## Exercise prompt:
Rewrite the records from the line with "Task: annotate each instance of the forearm" up to and including the line with "x=100 y=211", keeping every request line. Shift each answer coordinate by adding -82 to it.

(Raw records)
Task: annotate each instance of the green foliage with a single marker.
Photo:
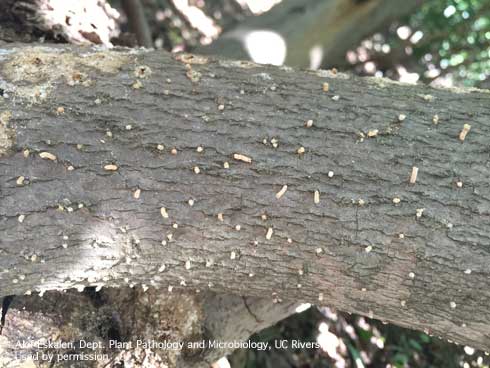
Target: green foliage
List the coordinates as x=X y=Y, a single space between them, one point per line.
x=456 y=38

---

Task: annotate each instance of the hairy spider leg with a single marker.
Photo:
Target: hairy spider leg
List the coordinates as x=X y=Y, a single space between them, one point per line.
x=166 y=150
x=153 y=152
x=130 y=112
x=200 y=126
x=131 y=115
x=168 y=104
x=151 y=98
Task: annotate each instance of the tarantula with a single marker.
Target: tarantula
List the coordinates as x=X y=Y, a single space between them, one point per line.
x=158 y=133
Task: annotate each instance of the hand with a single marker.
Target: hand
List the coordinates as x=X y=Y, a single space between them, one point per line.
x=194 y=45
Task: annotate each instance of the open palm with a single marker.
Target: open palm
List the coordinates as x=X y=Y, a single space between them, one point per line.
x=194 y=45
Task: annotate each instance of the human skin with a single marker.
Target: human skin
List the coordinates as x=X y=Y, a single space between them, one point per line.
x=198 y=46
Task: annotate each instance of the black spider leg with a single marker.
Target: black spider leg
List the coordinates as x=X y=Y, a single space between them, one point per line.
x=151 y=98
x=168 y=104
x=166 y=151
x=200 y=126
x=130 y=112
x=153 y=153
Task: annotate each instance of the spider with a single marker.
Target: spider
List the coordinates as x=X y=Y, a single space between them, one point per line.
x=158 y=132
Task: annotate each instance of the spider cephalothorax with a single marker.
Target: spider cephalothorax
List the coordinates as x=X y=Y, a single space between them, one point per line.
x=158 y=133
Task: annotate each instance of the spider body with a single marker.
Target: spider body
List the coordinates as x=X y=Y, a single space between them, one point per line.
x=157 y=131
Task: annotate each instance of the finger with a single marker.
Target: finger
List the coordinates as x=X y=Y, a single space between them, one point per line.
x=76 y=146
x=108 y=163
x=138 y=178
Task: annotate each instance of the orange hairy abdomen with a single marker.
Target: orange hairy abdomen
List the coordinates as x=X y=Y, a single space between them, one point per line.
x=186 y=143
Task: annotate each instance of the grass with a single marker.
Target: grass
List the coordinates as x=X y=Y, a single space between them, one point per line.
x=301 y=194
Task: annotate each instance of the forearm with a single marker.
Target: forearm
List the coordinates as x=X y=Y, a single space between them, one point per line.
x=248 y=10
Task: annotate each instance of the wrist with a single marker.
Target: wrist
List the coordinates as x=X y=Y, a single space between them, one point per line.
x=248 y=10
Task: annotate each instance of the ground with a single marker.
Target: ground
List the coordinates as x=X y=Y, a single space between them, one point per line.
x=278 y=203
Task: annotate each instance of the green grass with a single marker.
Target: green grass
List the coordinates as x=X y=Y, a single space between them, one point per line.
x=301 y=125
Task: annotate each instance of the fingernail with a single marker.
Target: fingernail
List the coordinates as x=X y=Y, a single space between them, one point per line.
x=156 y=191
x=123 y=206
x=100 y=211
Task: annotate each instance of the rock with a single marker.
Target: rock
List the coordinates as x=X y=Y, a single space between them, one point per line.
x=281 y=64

--

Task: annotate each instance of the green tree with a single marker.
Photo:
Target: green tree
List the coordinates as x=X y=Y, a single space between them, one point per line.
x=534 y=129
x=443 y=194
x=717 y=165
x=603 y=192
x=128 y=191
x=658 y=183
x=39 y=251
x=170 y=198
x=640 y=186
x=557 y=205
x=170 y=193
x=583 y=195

## Result for this exercise:
Task: annotate each instance of the forearm with a single marker.
Target: forearm
List the coordinates as x=X y=Y, a single space between them, one point per line.
x=166 y=-72
Task: annotate each instance of the wrist with a single marker.
Target: wrist
List the coordinates as x=X y=Y, a single space between them, one point per line.
x=166 y=-72
Task: annotate each instance of the ground with a single marker.
Target: ground
List the coordinates as x=X y=Y, a single space between them, one point per line.
x=196 y=121
Task: annotate each instance of the green grass with a single marker.
Target: green grass
List the coordinates as x=X y=Y, a single space between them, one point per line.
x=219 y=43
Task: annotate each instance of the fingernail with a single marker.
Target: fingernail
List the coordinates as x=X y=Y, a single space between them, one point per line.
x=74 y=109
x=41 y=124
x=18 y=129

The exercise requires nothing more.